### Information supplied

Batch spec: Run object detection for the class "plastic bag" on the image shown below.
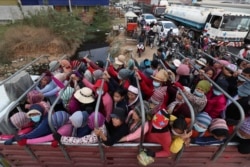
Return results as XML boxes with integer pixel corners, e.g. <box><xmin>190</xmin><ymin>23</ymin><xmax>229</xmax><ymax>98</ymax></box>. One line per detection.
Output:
<box><xmin>137</xmin><ymin>151</ymin><xmax>155</xmax><ymax>166</ymax></box>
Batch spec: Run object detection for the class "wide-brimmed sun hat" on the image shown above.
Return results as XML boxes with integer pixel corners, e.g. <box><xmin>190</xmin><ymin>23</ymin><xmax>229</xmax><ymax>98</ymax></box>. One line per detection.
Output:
<box><xmin>74</xmin><ymin>87</ymin><xmax>95</xmax><ymax>104</ymax></box>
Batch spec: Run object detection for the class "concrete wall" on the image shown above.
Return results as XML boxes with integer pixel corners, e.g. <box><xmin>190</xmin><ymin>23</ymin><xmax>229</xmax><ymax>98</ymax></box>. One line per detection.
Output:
<box><xmin>0</xmin><ymin>6</ymin><xmax>53</xmax><ymax>23</ymax></box>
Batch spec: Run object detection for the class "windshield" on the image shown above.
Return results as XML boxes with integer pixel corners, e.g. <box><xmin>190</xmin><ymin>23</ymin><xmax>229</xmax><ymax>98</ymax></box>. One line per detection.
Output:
<box><xmin>145</xmin><ymin>15</ymin><xmax>155</xmax><ymax>19</ymax></box>
<box><xmin>221</xmin><ymin>16</ymin><xmax>250</xmax><ymax>31</ymax></box>
<box><xmin>164</xmin><ymin>23</ymin><xmax>177</xmax><ymax>29</ymax></box>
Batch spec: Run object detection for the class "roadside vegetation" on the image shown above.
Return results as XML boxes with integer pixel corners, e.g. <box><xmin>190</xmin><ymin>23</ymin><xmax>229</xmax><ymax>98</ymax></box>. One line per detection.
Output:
<box><xmin>0</xmin><ymin>7</ymin><xmax>113</xmax><ymax>64</ymax></box>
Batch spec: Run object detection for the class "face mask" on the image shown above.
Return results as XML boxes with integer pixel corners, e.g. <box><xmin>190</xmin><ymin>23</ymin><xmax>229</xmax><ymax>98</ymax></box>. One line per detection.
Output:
<box><xmin>213</xmin><ymin>89</ymin><xmax>223</xmax><ymax>96</ymax></box>
<box><xmin>153</xmin><ymin>81</ymin><xmax>161</xmax><ymax>88</ymax></box>
<box><xmin>238</xmin><ymin>75</ymin><xmax>246</xmax><ymax>82</ymax></box>
<box><xmin>236</xmin><ymin>131</ymin><xmax>246</xmax><ymax>139</ymax></box>
<box><xmin>30</xmin><ymin>115</ymin><xmax>41</xmax><ymax>123</ymax></box>
<box><xmin>171</xmin><ymin>129</ymin><xmax>181</xmax><ymax>136</ymax></box>
<box><xmin>194</xmin><ymin>89</ymin><xmax>204</xmax><ymax>97</ymax></box>
<box><xmin>194</xmin><ymin>123</ymin><xmax>206</xmax><ymax>132</ymax></box>
<box><xmin>194</xmin><ymin>64</ymin><xmax>201</xmax><ymax>70</ymax></box>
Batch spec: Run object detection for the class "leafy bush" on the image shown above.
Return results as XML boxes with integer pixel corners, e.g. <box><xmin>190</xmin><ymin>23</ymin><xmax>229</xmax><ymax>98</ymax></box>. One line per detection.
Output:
<box><xmin>22</xmin><ymin>9</ymin><xmax>86</xmax><ymax>43</ymax></box>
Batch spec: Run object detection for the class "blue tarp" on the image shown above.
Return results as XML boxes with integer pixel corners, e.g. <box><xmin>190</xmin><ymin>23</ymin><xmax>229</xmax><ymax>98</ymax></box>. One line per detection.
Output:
<box><xmin>21</xmin><ymin>0</ymin><xmax>109</xmax><ymax>6</ymax></box>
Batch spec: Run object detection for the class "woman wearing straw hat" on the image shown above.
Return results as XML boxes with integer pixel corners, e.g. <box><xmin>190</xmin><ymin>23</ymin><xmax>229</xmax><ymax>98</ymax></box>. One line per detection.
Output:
<box><xmin>94</xmin><ymin>107</ymin><xmax>129</xmax><ymax>146</ymax></box>
<box><xmin>68</xmin><ymin>87</ymin><xmax>95</xmax><ymax>114</ymax></box>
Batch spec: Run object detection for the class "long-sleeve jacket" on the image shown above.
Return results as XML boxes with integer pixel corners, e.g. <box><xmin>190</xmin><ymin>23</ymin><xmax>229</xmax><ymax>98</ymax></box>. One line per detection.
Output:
<box><xmin>184</xmin><ymin>91</ymin><xmax>207</xmax><ymax>115</ymax></box>
<box><xmin>61</xmin><ymin>125</ymin><xmax>107</xmax><ymax>144</ymax></box>
<box><xmin>27</xmin><ymin>123</ymin><xmax>72</xmax><ymax>144</ymax></box>
<box><xmin>145</xmin><ymin>123</ymin><xmax>172</xmax><ymax>157</ymax></box>
<box><xmin>82</xmin><ymin>78</ymin><xmax>113</xmax><ymax>120</ymax></box>
<box><xmin>126</xmin><ymin>122</ymin><xmax>149</xmax><ymax>142</ymax></box>
<box><xmin>125</xmin><ymin>110</ymin><xmax>148</xmax><ymax>142</ymax></box>
<box><xmin>103</xmin><ymin>121</ymin><xmax>129</xmax><ymax>146</ymax></box>
<box><xmin>205</xmin><ymin>88</ymin><xmax>227</xmax><ymax>118</ymax></box>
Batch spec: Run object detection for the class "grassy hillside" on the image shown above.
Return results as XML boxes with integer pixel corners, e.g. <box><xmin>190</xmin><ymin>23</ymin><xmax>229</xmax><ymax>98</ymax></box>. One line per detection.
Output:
<box><xmin>0</xmin><ymin>0</ymin><xmax>17</xmax><ymax>5</ymax></box>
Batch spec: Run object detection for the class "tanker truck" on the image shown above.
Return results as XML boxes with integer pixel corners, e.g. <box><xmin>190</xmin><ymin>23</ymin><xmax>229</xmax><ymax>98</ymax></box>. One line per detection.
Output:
<box><xmin>162</xmin><ymin>4</ymin><xmax>250</xmax><ymax>47</ymax></box>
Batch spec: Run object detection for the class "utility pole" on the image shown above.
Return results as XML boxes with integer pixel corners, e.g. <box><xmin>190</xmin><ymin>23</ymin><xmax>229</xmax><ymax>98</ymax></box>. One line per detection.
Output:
<box><xmin>69</xmin><ymin>0</ymin><xmax>72</xmax><ymax>13</ymax></box>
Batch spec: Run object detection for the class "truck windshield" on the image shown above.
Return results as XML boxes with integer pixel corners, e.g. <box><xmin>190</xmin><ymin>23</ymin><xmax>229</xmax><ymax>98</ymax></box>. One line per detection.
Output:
<box><xmin>221</xmin><ymin>16</ymin><xmax>250</xmax><ymax>31</ymax></box>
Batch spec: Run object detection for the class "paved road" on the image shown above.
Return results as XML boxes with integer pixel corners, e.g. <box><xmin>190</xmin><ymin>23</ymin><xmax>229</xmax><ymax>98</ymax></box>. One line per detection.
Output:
<box><xmin>169</xmin><ymin>0</ymin><xmax>250</xmax><ymax>14</ymax></box>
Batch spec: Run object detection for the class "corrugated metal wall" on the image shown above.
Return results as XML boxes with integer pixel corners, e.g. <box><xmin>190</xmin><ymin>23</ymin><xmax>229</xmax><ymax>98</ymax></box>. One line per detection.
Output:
<box><xmin>21</xmin><ymin>0</ymin><xmax>39</xmax><ymax>5</ymax></box>
<box><xmin>21</xmin><ymin>0</ymin><xmax>109</xmax><ymax>6</ymax></box>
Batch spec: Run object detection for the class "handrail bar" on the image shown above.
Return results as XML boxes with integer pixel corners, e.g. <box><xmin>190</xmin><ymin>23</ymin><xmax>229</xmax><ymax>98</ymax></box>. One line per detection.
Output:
<box><xmin>200</xmin><ymin>51</ymin><xmax>250</xmax><ymax>81</ymax></box>
<box><xmin>179</xmin><ymin>53</ymin><xmax>245</xmax><ymax>161</ymax></box>
<box><xmin>135</xmin><ymin>77</ymin><xmax>145</xmax><ymax>152</ymax></box>
<box><xmin>164</xmin><ymin>55</ymin><xmax>195</xmax><ymax>162</ymax></box>
<box><xmin>48</xmin><ymin>73</ymin><xmax>74</xmax><ymax>161</ymax></box>
<box><xmin>95</xmin><ymin>54</ymin><xmax>110</xmax><ymax>161</ymax></box>
<box><xmin>226</xmin><ymin>51</ymin><xmax>250</xmax><ymax>63</ymax></box>
<box><xmin>0</xmin><ymin>55</ymin><xmax>48</xmax><ymax>85</ymax></box>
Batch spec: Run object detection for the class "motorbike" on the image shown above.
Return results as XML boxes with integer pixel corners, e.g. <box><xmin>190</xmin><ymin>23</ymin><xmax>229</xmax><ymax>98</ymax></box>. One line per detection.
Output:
<box><xmin>136</xmin><ymin>42</ymin><xmax>145</xmax><ymax>57</ymax></box>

### Work to complete
Count the lines above that contain the string "windshield" and give only that number.

### The output
2